-- Work to complete --
Set down the line that contains "Expected behaviour: for every instance of the distant" and every line after it to the end of the entries, exactly as they stand and nothing more.

-- Record excerpts --
────────────────

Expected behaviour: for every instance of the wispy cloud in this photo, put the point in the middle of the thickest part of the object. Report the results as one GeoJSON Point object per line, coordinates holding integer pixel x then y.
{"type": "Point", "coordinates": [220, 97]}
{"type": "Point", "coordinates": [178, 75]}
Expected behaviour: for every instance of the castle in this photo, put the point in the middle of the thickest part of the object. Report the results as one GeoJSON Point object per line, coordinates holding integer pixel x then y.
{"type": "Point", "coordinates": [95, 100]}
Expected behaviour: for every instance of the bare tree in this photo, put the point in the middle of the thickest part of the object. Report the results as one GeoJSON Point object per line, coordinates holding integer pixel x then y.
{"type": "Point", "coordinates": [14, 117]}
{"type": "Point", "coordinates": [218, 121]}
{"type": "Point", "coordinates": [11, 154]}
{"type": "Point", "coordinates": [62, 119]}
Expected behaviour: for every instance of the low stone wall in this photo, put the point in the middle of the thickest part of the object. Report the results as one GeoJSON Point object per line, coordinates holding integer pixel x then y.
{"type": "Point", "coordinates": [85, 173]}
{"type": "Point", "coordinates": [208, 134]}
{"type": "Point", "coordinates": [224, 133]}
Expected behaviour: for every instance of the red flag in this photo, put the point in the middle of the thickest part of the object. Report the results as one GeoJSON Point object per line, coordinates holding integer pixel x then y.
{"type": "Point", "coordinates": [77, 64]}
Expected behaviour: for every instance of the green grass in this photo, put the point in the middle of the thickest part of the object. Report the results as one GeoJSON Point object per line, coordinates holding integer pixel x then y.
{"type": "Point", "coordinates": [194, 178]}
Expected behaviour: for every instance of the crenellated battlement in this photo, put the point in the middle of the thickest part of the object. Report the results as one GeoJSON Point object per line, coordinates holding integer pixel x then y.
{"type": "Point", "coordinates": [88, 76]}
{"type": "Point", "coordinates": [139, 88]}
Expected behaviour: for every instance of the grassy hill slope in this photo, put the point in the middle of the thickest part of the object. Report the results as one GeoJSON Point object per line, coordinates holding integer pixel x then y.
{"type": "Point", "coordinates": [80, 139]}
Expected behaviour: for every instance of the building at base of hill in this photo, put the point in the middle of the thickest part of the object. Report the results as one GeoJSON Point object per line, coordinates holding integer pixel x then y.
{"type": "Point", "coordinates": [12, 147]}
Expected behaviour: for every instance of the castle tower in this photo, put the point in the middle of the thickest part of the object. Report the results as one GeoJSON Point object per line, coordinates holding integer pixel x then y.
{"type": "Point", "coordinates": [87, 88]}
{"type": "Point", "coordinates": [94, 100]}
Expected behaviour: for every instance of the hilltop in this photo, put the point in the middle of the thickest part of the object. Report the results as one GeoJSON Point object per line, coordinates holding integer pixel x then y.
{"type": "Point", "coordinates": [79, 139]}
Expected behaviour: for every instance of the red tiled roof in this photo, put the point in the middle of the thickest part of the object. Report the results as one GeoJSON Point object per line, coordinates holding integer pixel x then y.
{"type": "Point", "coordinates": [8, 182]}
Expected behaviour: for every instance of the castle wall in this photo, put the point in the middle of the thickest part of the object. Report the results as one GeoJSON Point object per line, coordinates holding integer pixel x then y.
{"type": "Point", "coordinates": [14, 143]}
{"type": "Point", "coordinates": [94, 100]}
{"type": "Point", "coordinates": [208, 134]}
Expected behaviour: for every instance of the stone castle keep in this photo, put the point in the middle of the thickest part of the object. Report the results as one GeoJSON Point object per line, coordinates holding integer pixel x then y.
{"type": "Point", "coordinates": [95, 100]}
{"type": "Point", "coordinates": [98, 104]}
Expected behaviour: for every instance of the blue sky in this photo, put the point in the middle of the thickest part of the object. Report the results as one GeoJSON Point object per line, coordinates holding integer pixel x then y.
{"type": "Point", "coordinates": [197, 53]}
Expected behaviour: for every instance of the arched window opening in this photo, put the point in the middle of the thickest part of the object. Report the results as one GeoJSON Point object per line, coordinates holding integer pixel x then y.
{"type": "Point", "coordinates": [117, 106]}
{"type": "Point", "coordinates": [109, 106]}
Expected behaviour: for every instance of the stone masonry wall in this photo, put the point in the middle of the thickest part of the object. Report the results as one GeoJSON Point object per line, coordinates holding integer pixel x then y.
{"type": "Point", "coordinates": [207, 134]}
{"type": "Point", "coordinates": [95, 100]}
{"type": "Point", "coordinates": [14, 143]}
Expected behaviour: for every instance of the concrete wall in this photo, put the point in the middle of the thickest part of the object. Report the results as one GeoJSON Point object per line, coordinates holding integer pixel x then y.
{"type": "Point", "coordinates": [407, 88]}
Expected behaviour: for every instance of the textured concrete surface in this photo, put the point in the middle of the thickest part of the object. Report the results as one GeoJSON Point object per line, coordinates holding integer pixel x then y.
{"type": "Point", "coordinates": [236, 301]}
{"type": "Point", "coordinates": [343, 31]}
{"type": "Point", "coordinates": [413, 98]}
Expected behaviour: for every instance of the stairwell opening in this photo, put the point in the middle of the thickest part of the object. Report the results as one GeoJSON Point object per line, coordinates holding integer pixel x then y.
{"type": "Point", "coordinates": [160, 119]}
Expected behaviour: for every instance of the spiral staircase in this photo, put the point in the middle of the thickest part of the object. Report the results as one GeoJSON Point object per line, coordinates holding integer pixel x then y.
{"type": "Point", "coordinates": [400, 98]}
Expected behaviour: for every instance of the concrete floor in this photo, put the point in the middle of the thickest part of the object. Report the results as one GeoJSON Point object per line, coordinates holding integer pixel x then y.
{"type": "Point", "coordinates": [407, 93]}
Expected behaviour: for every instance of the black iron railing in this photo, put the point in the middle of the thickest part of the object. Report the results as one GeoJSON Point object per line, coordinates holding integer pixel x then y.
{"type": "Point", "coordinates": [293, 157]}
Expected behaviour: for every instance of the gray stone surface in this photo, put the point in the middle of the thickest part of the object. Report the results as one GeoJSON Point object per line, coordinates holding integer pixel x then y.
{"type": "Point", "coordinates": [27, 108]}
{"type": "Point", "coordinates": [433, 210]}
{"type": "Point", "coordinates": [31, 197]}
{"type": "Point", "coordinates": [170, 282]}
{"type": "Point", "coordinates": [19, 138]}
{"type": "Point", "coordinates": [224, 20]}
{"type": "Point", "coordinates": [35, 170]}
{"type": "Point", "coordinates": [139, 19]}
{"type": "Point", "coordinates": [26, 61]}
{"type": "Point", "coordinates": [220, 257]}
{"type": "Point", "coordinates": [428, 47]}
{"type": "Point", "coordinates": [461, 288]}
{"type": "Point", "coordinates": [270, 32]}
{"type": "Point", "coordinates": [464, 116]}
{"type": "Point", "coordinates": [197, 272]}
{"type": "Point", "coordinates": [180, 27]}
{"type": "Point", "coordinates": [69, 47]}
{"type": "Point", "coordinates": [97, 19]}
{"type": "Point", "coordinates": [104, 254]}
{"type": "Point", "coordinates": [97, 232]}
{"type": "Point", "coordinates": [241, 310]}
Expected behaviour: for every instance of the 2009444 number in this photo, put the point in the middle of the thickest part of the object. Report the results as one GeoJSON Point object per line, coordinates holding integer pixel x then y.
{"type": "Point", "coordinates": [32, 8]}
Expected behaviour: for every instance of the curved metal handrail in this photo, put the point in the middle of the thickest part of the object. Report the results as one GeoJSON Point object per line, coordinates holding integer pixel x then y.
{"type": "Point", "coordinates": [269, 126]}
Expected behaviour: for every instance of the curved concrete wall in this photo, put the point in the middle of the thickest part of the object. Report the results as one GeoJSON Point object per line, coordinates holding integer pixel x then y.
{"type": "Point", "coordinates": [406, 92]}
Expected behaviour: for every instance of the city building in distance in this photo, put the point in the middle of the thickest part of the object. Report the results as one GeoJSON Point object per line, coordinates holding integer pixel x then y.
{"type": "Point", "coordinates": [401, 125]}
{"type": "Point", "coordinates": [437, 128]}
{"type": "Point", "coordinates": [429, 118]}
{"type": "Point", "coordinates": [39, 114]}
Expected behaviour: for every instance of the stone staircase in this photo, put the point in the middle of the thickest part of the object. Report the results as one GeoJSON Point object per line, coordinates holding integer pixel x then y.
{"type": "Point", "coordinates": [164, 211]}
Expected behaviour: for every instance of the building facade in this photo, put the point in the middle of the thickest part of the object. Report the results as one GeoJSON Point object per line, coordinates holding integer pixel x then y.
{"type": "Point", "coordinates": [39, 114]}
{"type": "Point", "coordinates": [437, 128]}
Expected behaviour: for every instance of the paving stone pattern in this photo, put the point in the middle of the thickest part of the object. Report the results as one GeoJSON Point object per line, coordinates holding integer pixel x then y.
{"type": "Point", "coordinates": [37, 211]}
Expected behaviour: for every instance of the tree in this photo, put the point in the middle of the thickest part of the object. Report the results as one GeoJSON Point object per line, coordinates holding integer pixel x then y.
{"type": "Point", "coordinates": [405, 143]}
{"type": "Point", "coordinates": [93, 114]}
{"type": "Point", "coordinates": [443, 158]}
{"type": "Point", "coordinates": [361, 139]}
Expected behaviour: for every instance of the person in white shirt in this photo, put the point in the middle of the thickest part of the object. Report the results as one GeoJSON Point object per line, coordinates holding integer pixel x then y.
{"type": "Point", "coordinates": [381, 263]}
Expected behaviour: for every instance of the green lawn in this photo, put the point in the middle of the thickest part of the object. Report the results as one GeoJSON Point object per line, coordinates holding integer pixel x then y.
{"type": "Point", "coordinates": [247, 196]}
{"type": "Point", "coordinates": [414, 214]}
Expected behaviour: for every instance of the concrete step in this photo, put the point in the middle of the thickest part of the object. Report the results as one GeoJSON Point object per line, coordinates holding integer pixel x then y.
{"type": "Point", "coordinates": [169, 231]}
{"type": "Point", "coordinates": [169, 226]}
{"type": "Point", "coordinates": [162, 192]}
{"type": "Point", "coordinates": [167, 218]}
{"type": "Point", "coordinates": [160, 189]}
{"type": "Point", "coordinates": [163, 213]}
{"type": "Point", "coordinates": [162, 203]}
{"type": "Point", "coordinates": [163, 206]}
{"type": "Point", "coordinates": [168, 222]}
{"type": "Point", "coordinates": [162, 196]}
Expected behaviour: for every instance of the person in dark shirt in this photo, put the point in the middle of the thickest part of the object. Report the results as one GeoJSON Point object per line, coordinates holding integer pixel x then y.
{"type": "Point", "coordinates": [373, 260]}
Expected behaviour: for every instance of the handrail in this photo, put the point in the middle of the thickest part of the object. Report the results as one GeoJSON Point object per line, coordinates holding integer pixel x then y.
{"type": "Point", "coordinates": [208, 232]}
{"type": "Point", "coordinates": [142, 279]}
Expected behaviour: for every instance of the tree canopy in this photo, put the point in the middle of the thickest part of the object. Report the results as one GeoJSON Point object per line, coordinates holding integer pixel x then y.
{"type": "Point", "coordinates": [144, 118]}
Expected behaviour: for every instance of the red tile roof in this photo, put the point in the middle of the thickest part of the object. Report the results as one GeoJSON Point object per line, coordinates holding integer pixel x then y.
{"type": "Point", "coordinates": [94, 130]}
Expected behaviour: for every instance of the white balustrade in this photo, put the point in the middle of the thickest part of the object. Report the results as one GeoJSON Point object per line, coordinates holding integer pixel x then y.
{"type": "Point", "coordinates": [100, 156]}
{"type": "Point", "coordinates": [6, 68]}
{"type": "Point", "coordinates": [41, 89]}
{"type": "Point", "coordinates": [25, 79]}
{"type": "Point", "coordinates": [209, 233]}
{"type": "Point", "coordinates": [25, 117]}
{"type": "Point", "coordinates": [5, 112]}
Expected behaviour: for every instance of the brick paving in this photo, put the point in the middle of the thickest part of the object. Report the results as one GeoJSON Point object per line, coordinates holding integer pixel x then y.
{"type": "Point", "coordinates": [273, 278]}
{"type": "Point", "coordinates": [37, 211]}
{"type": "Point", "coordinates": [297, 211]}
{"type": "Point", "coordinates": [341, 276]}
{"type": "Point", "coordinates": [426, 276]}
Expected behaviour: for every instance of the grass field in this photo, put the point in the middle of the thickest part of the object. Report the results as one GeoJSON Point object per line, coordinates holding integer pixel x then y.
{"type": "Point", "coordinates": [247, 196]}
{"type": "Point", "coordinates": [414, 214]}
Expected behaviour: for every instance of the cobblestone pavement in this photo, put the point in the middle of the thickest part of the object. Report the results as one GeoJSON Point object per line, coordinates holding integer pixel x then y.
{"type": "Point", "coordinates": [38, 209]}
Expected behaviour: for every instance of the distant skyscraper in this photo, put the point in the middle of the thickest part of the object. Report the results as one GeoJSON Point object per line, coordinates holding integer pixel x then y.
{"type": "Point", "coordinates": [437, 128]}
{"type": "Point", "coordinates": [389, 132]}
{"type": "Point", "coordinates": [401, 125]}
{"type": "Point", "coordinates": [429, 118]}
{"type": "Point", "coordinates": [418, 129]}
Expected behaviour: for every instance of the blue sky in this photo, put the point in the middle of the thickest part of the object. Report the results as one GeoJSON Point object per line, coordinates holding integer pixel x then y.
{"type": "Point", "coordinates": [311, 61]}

────────────────

-- Worked solution --
Expected behaviour: for every instance of the distant skyscraper in this photo, put the point in the middle of the thickest part of the object. Report the results as one GeoJSON Point object per line, coordinates holding integer pixel x then y.
{"type": "Point", "coordinates": [437, 128]}
{"type": "Point", "coordinates": [389, 132]}
{"type": "Point", "coordinates": [401, 125]}
{"type": "Point", "coordinates": [429, 118]}
{"type": "Point", "coordinates": [418, 129]}
Expected behaviour: for every instance of the blue sky in this photo, put the point in the middle of the thickest part of the object. Report the results as one GeoJSON Point object per line, coordinates holding integer pixel x then y.
{"type": "Point", "coordinates": [311, 61]}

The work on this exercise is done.